▶ [Exercise instructions]
Find the line that contains "The service SHOULD locate every instance of the glass bottle". Repeat that line and all lines following it, exactly, through the end of the listing below.

*** Stored data Section Begins ***

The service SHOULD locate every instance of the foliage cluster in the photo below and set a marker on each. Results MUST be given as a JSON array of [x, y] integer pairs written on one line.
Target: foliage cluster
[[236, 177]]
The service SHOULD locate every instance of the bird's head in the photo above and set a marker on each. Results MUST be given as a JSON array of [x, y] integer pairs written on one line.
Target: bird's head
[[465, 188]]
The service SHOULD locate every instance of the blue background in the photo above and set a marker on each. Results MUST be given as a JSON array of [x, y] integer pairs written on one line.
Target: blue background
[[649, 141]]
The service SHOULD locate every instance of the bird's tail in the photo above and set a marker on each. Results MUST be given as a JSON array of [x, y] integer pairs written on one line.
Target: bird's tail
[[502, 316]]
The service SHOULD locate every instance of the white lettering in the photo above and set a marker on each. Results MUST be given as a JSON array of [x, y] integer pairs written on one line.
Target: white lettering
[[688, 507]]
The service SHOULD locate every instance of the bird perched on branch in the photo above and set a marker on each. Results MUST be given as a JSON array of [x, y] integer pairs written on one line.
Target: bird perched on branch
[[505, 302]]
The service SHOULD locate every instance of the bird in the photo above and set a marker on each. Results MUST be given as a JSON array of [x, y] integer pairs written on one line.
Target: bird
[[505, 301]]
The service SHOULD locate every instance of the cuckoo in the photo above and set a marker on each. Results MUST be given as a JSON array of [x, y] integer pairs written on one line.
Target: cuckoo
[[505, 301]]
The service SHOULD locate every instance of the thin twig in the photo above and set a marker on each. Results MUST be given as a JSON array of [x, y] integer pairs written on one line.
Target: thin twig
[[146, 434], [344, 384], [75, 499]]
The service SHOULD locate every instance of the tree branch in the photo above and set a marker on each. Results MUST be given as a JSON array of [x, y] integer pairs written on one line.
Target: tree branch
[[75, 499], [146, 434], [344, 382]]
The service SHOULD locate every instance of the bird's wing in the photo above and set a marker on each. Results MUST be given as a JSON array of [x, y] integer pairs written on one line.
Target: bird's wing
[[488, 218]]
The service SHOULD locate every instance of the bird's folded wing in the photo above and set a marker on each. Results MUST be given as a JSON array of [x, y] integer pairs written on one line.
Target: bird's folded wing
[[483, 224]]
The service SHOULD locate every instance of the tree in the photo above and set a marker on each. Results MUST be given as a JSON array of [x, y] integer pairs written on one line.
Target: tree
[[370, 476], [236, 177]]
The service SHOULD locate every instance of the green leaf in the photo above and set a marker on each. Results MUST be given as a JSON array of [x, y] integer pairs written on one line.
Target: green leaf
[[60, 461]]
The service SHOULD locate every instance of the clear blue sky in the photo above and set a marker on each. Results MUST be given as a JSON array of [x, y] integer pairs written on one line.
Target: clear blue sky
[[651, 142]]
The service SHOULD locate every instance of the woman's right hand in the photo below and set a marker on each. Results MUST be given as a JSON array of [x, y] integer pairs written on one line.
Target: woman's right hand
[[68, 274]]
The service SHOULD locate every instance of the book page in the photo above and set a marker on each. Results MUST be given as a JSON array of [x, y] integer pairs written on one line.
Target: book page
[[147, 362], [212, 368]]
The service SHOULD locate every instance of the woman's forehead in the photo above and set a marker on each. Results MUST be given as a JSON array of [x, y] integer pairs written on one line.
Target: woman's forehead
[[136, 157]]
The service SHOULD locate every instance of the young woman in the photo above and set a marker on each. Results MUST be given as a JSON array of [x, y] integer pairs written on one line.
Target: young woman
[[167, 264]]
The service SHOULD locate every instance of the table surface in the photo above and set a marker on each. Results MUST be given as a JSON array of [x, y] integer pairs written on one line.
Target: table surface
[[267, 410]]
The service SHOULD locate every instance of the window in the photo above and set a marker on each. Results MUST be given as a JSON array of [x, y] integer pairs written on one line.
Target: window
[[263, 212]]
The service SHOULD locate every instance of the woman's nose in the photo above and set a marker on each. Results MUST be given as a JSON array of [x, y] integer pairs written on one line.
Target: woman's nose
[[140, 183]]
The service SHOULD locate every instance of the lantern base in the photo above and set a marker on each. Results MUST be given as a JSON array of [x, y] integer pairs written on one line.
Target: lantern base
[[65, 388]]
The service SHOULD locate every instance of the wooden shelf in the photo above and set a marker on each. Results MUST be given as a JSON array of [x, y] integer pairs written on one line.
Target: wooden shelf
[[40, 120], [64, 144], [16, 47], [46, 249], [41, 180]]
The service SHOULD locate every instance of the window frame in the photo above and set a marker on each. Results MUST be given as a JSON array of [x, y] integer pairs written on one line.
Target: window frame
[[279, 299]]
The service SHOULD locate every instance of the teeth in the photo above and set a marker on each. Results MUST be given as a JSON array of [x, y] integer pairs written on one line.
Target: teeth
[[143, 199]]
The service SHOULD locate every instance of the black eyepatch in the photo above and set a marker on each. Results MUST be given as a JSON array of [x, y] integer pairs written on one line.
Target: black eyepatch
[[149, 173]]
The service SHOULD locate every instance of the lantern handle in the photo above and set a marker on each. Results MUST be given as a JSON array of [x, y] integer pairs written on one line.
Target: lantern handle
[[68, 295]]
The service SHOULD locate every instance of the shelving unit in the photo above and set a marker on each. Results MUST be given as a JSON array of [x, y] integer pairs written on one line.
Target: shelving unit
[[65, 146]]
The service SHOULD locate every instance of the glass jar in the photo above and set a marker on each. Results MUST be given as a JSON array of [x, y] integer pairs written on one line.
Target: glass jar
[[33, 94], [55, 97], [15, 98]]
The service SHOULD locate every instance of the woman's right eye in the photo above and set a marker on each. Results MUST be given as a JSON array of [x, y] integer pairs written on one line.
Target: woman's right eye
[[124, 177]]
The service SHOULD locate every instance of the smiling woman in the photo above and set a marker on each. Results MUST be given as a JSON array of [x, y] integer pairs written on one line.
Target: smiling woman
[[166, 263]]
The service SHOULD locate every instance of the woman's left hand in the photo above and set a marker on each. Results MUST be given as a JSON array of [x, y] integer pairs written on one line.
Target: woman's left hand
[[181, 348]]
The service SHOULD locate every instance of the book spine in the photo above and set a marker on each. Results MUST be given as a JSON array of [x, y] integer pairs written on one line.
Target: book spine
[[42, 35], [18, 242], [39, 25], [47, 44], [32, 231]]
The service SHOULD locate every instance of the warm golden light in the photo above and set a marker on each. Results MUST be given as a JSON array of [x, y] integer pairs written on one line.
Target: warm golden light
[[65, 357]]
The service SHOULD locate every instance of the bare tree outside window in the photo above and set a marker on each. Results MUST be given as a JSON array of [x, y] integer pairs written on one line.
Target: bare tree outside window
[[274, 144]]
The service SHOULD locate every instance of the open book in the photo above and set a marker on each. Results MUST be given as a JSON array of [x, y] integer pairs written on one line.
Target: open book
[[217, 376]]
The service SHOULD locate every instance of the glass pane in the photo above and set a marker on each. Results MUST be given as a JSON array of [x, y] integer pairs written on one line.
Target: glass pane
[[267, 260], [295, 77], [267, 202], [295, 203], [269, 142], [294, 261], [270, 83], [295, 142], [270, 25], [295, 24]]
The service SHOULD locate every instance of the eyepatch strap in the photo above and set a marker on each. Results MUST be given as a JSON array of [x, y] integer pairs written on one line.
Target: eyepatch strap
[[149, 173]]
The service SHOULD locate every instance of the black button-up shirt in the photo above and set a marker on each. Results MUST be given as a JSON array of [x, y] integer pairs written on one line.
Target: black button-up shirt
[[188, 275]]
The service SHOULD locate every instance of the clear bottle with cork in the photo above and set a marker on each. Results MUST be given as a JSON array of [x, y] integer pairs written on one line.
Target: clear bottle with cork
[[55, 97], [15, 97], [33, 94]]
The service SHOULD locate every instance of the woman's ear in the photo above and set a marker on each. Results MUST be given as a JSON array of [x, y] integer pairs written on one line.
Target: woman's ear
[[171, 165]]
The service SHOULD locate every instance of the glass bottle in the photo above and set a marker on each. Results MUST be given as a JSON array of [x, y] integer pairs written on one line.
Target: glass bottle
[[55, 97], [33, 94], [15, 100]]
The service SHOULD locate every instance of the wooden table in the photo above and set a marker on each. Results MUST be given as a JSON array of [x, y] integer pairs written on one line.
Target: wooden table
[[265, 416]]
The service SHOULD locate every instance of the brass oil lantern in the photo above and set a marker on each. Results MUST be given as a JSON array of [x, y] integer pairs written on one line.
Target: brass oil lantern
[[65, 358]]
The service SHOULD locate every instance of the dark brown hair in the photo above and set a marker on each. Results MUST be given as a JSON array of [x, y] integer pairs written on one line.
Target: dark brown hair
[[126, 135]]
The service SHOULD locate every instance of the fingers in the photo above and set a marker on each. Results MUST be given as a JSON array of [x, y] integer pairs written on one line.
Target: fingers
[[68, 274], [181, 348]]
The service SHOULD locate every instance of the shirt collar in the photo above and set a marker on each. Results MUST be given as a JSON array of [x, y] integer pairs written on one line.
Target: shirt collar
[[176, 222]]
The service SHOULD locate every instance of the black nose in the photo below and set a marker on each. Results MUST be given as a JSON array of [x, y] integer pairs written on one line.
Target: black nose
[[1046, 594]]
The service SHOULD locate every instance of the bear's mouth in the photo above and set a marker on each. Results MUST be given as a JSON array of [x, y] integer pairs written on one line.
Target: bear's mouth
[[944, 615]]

*** Stored data Section Ends ***

▶ [Solved problem]
The service SHOULD locate every instance of the glass bottle in the photo above and set a marker on each. Results MUST be given as a JSON array of [x, y] integer pairs written on one line.
Target: glass bottle
[[55, 97], [33, 94], [15, 100]]
The service SHOULD locate every instance of the wooden table in the photo above and set a marker on each. Results MUST be given as a JSON array of [x, y] integer pairs written on one line.
Target: wooden table
[[265, 416]]
The service SHOULD locate every instance of the brass oil lantern in the photo above and set a marker on each. Results MUST be given as a JSON array of [x, y] integer pairs written on one line.
Target: brass oil lantern
[[65, 358]]
The service SHOULD locate every instance of the dark brown hair in the photo above and set a marker on each. Results MUST be given as a JSON array of [x, y] integer pairs written on one line.
Target: dark brown hair
[[126, 135]]
The service SHOULD locate every instance of the fingers in the photo above and set a marker on each. Results MUST be given as a JSON array of [x, y] integer pairs written on one line.
Target: fingers
[[68, 274], [181, 348]]
The service SHOULD locate every instance of the shirt collar in the photo above and set a marker on each. Results MUST be given as a JSON array of [x, y] integer pairs written on one line.
Target: shirt collar
[[176, 222]]
The service SHOULD locate every instance of the black nose in the photo below and set a marker on each. Results MUST be given as a JSON array of [x, y] integer pairs written on one line.
Target: black nose
[[1046, 594]]
The service SHOULD locate every instance of the bear's mouth in the photo above and set a marker on each. Results MUST be given as a JSON array of [x, y] integer pairs written on one line.
Target: bear's mouth
[[944, 615]]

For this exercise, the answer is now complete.